ASSIGNMENT –
Exactly reproduce the lines from the line that has "[point] at the green garden" down to the last line of the entries, inclusive.

EXERCISE DATA –
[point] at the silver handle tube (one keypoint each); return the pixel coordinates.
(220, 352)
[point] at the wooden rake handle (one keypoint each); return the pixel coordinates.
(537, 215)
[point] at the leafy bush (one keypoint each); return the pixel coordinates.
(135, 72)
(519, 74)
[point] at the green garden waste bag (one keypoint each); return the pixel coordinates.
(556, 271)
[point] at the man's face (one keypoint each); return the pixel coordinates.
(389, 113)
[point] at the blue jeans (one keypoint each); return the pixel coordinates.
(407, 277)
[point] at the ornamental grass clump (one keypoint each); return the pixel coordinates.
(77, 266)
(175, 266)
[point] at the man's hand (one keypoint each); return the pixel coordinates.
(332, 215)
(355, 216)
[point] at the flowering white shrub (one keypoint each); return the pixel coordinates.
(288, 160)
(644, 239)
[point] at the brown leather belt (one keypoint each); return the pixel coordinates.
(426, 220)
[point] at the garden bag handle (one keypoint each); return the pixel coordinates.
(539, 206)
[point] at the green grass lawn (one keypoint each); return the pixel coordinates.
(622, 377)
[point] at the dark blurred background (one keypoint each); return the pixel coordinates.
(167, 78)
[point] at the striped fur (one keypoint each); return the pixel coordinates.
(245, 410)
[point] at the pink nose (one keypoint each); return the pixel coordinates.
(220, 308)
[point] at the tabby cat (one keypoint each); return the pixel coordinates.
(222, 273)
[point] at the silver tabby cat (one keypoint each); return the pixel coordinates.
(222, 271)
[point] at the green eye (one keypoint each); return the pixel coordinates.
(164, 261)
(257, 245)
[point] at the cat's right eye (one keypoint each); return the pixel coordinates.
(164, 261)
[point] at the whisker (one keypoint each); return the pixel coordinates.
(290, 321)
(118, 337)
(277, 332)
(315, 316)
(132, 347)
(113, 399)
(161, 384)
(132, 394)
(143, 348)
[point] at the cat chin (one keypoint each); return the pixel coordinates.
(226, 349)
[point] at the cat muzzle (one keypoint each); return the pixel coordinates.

TASK SOLUTION –
[point] at the green garden waste bag (one keypoint each); return the pixel coordinates.
(556, 271)
[point] at the man's face (one keypoint each); return the pixel coordinates.
(389, 113)
[point] at the blue jeans (one keypoint each); return the pixel coordinates.
(407, 277)
[point] at the ornamental grass clump (one keypoint each); return the pixel coordinates.
(77, 266)
(175, 266)
[point] at the man's hand (one keypoint each); return the pixel coordinates.
(332, 215)
(355, 216)
[point] at the flowering white shrub (one keypoint each); return the pixel coordinates.
(288, 160)
(644, 239)
[point] at the brown leather belt (one keypoint each); return the pixel coordinates.
(426, 220)
[point] at the garden bag handle (one keypoint each); return the pixel coordinates.
(539, 206)
[point] at the green grass lawn (one keypoint each); return the pixel coordinates.
(622, 377)
[point] at the dark blurred background (one keypoint each); return the pixel coordinates.
(167, 78)
[point] at the striped fur (one keypoint each); return the pixel coordinates.
(245, 410)
[point] at the pink nose (one keypoint each); return the pixel coordinates.
(220, 308)
[point] at the tabby cat (one keypoint each); return the pixel coordinates.
(222, 273)
[point] at the silver tabby cat (one keypoint each); return the pixel coordinates.
(222, 271)
[point] at the green eye (one keypoint each); return the pixel coordinates.
(164, 261)
(257, 245)
[point] at the cat's right eye (one keypoint each); return the pixel coordinates.
(164, 261)
[point] at the whisker (one keypoint each); return the pixel coordinates.
(290, 321)
(118, 337)
(277, 332)
(315, 316)
(132, 347)
(113, 399)
(161, 384)
(132, 394)
(143, 348)
[point] at the cat chin (one keypoint each); return the pixel coordinates.
(226, 349)
[point] at the cat muzzle (one keypoint each); return the pixel coordinates.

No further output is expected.